→ EXTRACTED TEXT:
>> Start
Exhibit 4.3
NUMBER (SEE REVERSE SIDE FOR LEGEND) WARRANTS
MHWF.OB THIS WARRANT WILL BE VOID IF NOT EXERCISED PRIOR TO
5:00 P.M. NEW YORK CITY TIME, , 2008
NAVIOS MARITIME HOLDINGS INC.
CUSIP __________
WARRANT
THIS CERTIFIES THAT, for value received
is the registered holder of a Warrant or Warrants expiring December 9, 2008 (the
"Warrant") to purchase one fully paid and non-assessable share of Common Stock,
par value $.0001 per share ("Shares"), of Navios Maritime Holdings Inc., a
Marshall Islands corporation (the "Company"), for each Warrant evidenced by this
Warrant Certificate. The Warrant entitles the holder thereof to purchase from
the Company, commencing on December 10, 2005, such number of Shares of the
Company at the price of $5.00 per share, upon surrender of this Warrant
Certificate and payment of the Warrant Price at the office or agency of the
Warrant Agent, Continental Stock Transfer & Trust Company (such payment to be
made by check made payable to the Warrant Agent), but only subject to the
conditions set forth herein and in the Warrant Agreement between the Company and
Continental Stock Transfer & Trust Company. The Warrant Agreement provides that
upon the occurrence of certain events the Warrant Price and the number of
Warrant Shares purchasable hereunder, set forth on the face hereof, may, subject
to certain conditions, be adjusted. The term Warrant Price as used in this
Warrant Certificate refers to the price per Share at which Shares may be
purchased at the time the Warrant is exercised.
>> End
→ STORED DATA:
>> Start
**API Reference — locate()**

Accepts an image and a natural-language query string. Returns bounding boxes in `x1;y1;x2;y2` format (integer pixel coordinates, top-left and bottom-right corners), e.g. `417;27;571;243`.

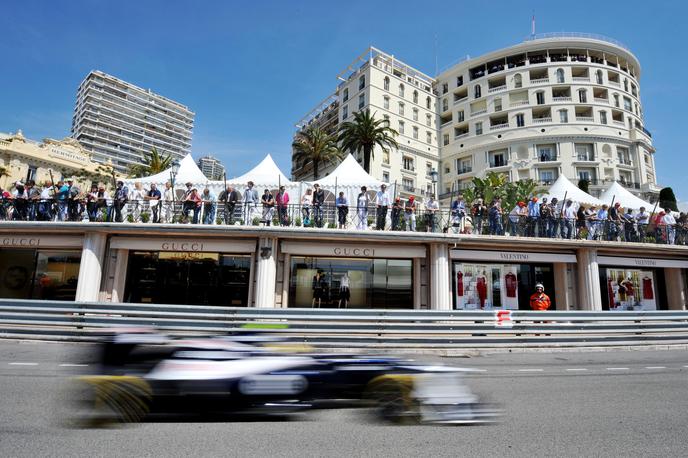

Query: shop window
289;257;413;309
>> End
→ EXERCISE REQUIREMENTS: Translate this sentence from the warrant certificate into Spanish: "The term Warrant Price as used in this Warrant Certificate refers to the price per Share at which Shares may be purchased at the time the Warrant is exercised."

→ REPLY TO THE EXERCISE: El término Precio del Warrant, tal como se utiliza en este Certificado de Warrant, se refiere al precio por Acción al que pueden adquirirse las Acciones en el momento en que se ejerce el Warrant.